◆ **Written tasks**
A. Translate this sentence from the commentary on the Queen into Spanish: "Critiquing the Queen is not the same as dancing on her freshly dug grave."
B. Copy the records word for word, from the start of the records up to and including the line with "x=164, y=462". Leave the pictures out of your copy.

◆ **Document excerpt**
In time, I learned that Margaret Thatcher was a rather horrible person and that the Queen was a really over-bearing meddlesome mother. Those assessments are intentionally exaggerated, but the point is that sometimes strong women work in service to the patriarchy. Thatcher was a Tory, and that will always mean that she stood up for a government and traditions that I find objectionable. For her part, the Queen literally sat down with a catalog and ordered an unsuspecting well-bred virgin bride to sacrifice to her awkward eldest son.
Critiquing the Queen is not the same as dancing on her freshly dug grave. It is fair to marvel at the changes that occurred during her reign and give her credit for keeping the same job for 70 years. As we all learned from watching The Queen (2006), she kept true to the vow to dedicate her entire life in service to her people, and that meant she simply needed to smile and wave, no matter what was going on around her. As three of her children got married to the wrong people, she kept smiling. When her son was caught on tape wishing he was a tampon, and another son got accused of being a pedophile, she kept smiling. When her ex-daughter-in-law died in a fiery crash, and she was forced to show some emotion, after a rough couple of days of bad press QE2 was forgiven for being too distant and she went back to just smiling. When she traveled to visit her realms, and took meetings with the heads of state, she kept smiling as the natives entertained and amused her. Not sure what she ever did other than gaze on them approvingly, but she kept up the visits because that ensured that their resources continued to enrich her Empire.
So don't tell us that she was just another Lady Eloise, some powerless figurehead on the fancy packaging. If that's all she was, then make amends by granting all remaining British colonies their independence. Apologize for the very British way of "resolving" international conflicts that were instigated by their colonialism. Return all of the Crown jewels. King Charles doesn't look like the kind of dude who needs a diamond pinky ring...
Furthermore, let's not act as if the media pre-empted a week's worth of global news because the Queen was just some rich old lady with a lot of nice hats. The President of the United States flew to London for her funeral while one of our own colonies got pummeled by a hurricane. He certainly wouldn't be the first American President to forget that we fought two wars against the British and haven't been subjects of the Crown for more than two centuries.
So why we needed all of this nonstop media attention is beyond me. Why did American news anchors need to wear black as if they were in mourning? Admittedly, I am always fascinated by pomp and pageantry, and I love a good funeral, but even I felt after the third or fourth historic procession and ceremonial tributes that this all went above and beyond the bounds of decency. I mean, why did we need to speculate about what might have been said to Prince Harry before he got to Balmoral because his grandmother was already dead? Why did we need to know that there were intense negotiations behind the scenes over protocol? Why were there body language experts on television analyzing whether the wives were still not speaking to each other? Maybe we should have just given them the space to grieve, because damn!

◆ **Pointing dataset excerpts**
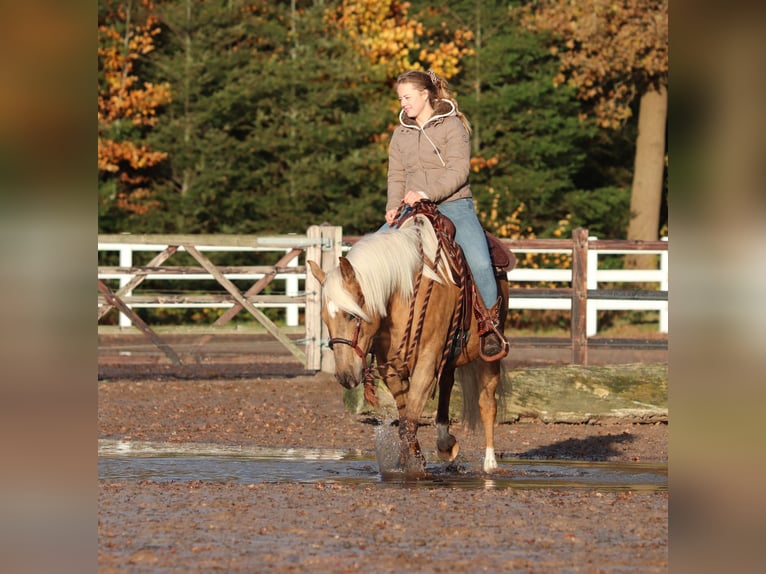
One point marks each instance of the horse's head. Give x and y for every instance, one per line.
x=351, y=326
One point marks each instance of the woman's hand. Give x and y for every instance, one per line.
x=413, y=197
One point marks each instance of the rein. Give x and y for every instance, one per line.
x=353, y=343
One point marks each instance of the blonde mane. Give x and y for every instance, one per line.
x=385, y=264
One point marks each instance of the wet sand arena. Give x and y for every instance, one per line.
x=274, y=475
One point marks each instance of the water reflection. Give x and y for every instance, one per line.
x=163, y=462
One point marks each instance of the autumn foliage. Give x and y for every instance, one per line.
x=610, y=51
x=126, y=107
x=388, y=35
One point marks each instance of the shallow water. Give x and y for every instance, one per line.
x=164, y=462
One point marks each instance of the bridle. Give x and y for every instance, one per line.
x=353, y=343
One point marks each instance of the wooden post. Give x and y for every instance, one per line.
x=579, y=296
x=325, y=254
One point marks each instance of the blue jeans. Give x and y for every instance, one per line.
x=469, y=234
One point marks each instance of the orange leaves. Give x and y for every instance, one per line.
x=608, y=49
x=126, y=106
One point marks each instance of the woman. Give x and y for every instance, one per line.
x=429, y=158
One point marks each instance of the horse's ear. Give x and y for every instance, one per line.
x=349, y=281
x=346, y=270
x=317, y=272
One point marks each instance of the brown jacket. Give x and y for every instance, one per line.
x=434, y=159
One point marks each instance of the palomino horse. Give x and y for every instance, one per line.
x=394, y=295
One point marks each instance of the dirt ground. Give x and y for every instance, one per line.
x=198, y=526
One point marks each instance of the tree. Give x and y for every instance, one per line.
x=388, y=35
x=527, y=140
x=274, y=122
x=613, y=52
x=127, y=107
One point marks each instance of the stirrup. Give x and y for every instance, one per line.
x=501, y=353
x=489, y=327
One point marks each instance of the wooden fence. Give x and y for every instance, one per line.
x=119, y=285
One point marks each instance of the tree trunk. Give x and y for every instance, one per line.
x=648, y=171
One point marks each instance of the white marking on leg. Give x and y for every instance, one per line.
x=442, y=432
x=490, y=463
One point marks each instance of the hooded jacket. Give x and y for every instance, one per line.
x=433, y=159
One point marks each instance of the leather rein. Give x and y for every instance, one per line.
x=353, y=343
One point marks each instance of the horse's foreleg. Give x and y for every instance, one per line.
x=488, y=413
x=447, y=446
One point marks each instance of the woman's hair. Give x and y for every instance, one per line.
x=438, y=89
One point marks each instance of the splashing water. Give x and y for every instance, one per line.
x=387, y=448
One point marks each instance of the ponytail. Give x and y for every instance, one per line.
x=438, y=89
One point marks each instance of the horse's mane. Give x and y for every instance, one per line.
x=384, y=263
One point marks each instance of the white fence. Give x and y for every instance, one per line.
x=595, y=276
x=291, y=282
x=294, y=283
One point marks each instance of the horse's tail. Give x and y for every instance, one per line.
x=470, y=384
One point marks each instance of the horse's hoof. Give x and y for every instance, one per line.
x=449, y=454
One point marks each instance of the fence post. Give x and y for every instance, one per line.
x=579, y=296
x=592, y=282
x=291, y=288
x=664, y=286
x=325, y=254
x=126, y=260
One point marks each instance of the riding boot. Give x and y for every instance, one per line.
x=493, y=346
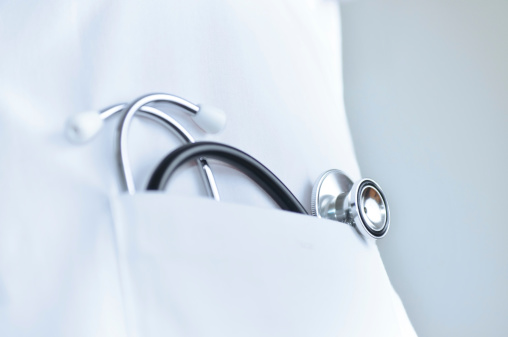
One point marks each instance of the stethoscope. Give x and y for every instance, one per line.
x=335, y=196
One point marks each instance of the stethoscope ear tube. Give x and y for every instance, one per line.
x=234, y=157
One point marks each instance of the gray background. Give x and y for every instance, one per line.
x=426, y=95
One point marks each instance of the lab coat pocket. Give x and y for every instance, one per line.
x=196, y=267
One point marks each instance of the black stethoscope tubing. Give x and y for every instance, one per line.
x=234, y=157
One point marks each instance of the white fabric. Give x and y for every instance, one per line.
x=273, y=66
x=293, y=276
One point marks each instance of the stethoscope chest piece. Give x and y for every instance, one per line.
x=361, y=204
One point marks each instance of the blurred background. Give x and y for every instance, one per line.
x=426, y=86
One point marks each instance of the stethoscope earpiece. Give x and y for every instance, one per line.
x=361, y=204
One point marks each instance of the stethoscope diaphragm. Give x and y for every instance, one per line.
x=361, y=204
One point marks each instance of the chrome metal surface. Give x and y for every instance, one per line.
x=361, y=204
x=330, y=188
x=372, y=208
x=161, y=117
x=125, y=172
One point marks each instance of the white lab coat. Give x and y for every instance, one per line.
x=273, y=66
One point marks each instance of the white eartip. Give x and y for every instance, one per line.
x=83, y=126
x=210, y=119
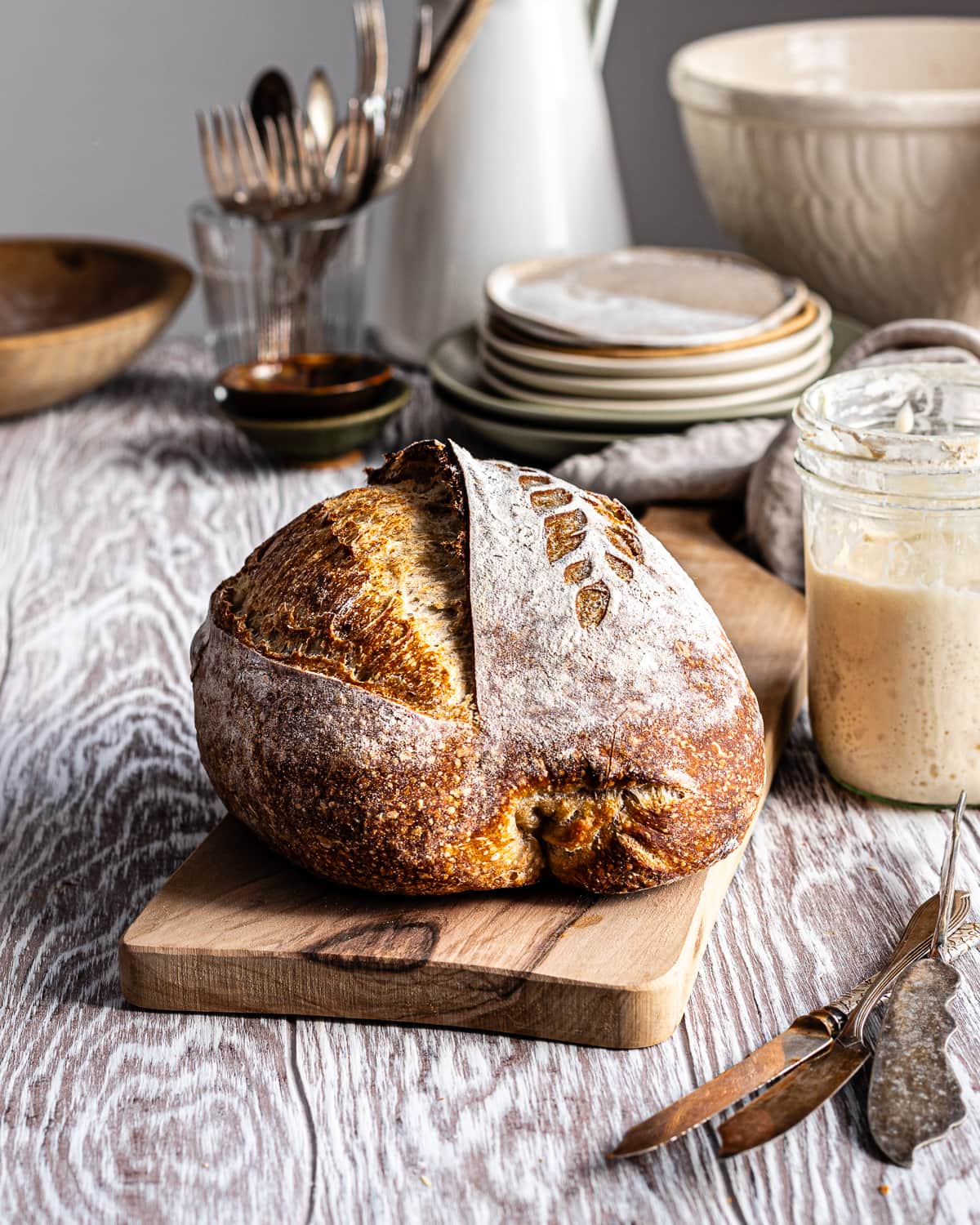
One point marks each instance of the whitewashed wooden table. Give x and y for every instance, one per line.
x=118, y=517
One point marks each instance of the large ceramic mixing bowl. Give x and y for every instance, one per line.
x=848, y=154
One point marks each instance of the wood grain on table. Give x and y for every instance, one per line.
x=117, y=519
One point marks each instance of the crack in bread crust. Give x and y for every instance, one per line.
x=382, y=722
x=370, y=588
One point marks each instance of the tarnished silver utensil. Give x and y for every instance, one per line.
x=321, y=108
x=914, y=1097
x=805, y=1039
x=815, y=1082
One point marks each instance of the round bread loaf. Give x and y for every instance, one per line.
x=468, y=675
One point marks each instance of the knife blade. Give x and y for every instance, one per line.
x=808, y=1087
x=804, y=1039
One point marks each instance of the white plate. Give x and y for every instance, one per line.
x=757, y=380
x=746, y=358
x=652, y=296
x=586, y=408
x=453, y=368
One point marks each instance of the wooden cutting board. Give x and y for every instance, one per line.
x=237, y=929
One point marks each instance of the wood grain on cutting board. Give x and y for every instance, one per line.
x=237, y=929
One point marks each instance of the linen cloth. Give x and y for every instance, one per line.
x=747, y=460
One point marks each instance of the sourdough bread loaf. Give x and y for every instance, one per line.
x=468, y=675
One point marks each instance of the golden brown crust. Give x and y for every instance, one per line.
x=347, y=712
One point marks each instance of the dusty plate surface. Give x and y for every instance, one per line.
x=756, y=379
x=791, y=338
x=644, y=296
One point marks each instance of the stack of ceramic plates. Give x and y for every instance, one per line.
x=580, y=352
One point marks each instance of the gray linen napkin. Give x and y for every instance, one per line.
x=755, y=457
x=729, y=460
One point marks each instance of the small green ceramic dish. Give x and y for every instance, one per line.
x=311, y=441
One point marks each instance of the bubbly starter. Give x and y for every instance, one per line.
x=894, y=663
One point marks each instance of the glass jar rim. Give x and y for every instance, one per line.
x=913, y=418
x=911, y=431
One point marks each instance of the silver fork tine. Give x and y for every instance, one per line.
x=274, y=154
x=289, y=156
x=225, y=154
x=424, y=27
x=301, y=127
x=212, y=171
x=255, y=145
x=360, y=33
x=247, y=171
x=380, y=46
x=336, y=149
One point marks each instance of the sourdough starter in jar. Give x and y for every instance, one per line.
x=891, y=468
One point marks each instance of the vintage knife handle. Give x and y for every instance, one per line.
x=958, y=942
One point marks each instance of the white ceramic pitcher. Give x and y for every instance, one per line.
x=517, y=162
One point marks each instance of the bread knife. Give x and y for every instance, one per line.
x=808, y=1085
x=804, y=1039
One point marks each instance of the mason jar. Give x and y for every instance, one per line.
x=889, y=461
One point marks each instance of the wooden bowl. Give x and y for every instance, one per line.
x=75, y=311
x=304, y=386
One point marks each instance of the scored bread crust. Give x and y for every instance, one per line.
x=470, y=675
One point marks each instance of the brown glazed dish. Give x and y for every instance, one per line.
x=470, y=675
x=303, y=386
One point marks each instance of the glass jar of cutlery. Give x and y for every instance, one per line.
x=274, y=288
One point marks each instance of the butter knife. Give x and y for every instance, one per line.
x=806, y=1087
x=914, y=1097
x=804, y=1039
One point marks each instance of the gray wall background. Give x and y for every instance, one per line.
x=100, y=97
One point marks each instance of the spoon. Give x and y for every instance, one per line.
x=321, y=108
x=914, y=1097
x=271, y=96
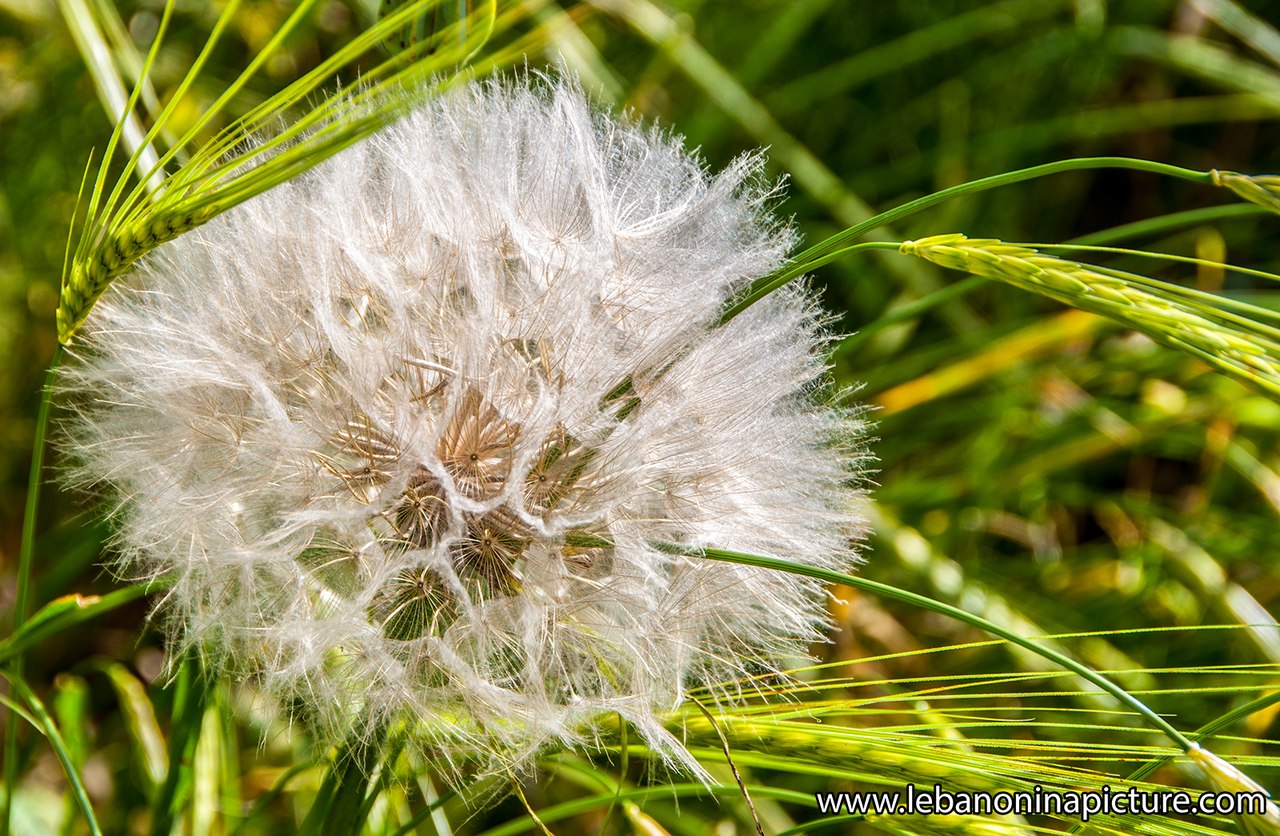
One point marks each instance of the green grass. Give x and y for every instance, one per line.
x=1068, y=502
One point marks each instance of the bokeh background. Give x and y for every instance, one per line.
x=1036, y=465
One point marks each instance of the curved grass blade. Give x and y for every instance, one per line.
x=1226, y=334
x=238, y=163
x=46, y=726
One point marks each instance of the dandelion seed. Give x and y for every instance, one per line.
x=365, y=421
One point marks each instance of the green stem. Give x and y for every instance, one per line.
x=24, y=556
x=837, y=245
x=946, y=610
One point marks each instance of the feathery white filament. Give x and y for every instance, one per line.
x=364, y=423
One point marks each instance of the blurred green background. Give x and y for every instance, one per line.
x=1036, y=465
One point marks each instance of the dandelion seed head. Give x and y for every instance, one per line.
x=368, y=424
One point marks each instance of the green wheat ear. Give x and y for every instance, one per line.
x=237, y=163
x=1226, y=334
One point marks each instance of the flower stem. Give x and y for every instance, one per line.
x=24, y=556
x=837, y=245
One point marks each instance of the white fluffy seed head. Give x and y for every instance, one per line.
x=365, y=424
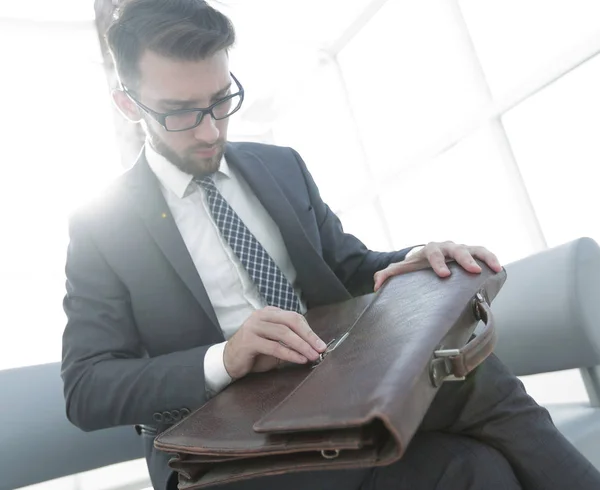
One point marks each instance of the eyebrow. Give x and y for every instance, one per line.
x=186, y=104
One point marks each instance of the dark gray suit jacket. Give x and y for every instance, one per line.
x=139, y=318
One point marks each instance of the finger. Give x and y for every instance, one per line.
x=293, y=330
x=488, y=257
x=298, y=324
x=391, y=270
x=437, y=261
x=463, y=257
x=275, y=349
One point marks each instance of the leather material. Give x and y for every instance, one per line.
x=360, y=405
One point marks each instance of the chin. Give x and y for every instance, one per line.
x=204, y=166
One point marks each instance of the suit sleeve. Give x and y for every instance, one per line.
x=348, y=257
x=108, y=378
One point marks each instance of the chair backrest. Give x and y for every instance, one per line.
x=38, y=443
x=548, y=312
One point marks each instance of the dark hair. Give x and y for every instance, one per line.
x=181, y=29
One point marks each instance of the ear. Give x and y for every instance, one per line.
x=126, y=106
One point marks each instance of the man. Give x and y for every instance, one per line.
x=193, y=270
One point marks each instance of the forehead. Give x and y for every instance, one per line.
x=167, y=78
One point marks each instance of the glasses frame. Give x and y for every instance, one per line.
x=161, y=117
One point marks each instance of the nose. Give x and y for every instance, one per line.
x=207, y=130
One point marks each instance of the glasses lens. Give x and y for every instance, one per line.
x=182, y=121
x=227, y=107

◆ **The replies**
A. Criticar a la reina no es lo mismo que bailar sobre su tumba recién cavada.

B.
One point marks each instance of the horse's head. Give x and y for every instance, one per line.
x=351, y=326
One point marks each instance of the woman's hand. Give x and y for every instance, one per line.
x=413, y=197
One point marks each instance of the rein. Give x and y for every instance, one per line.
x=353, y=343
One point marks each instance of the blonde mane. Give x and y for every instance, one per line.
x=385, y=264
One point marks each instance of the wet sand arena. Give x and y for every instance, one per line.
x=274, y=475
One point marks each instance of the water reflection. Give x and y for every instance, one per line.
x=163, y=462
One point marks each instance of the autumn foliage. Give x and y for every instance, one per line.
x=610, y=51
x=126, y=107
x=388, y=35
One point marks each instance of the shallow water. Give x and y for every instance, one per line.
x=164, y=462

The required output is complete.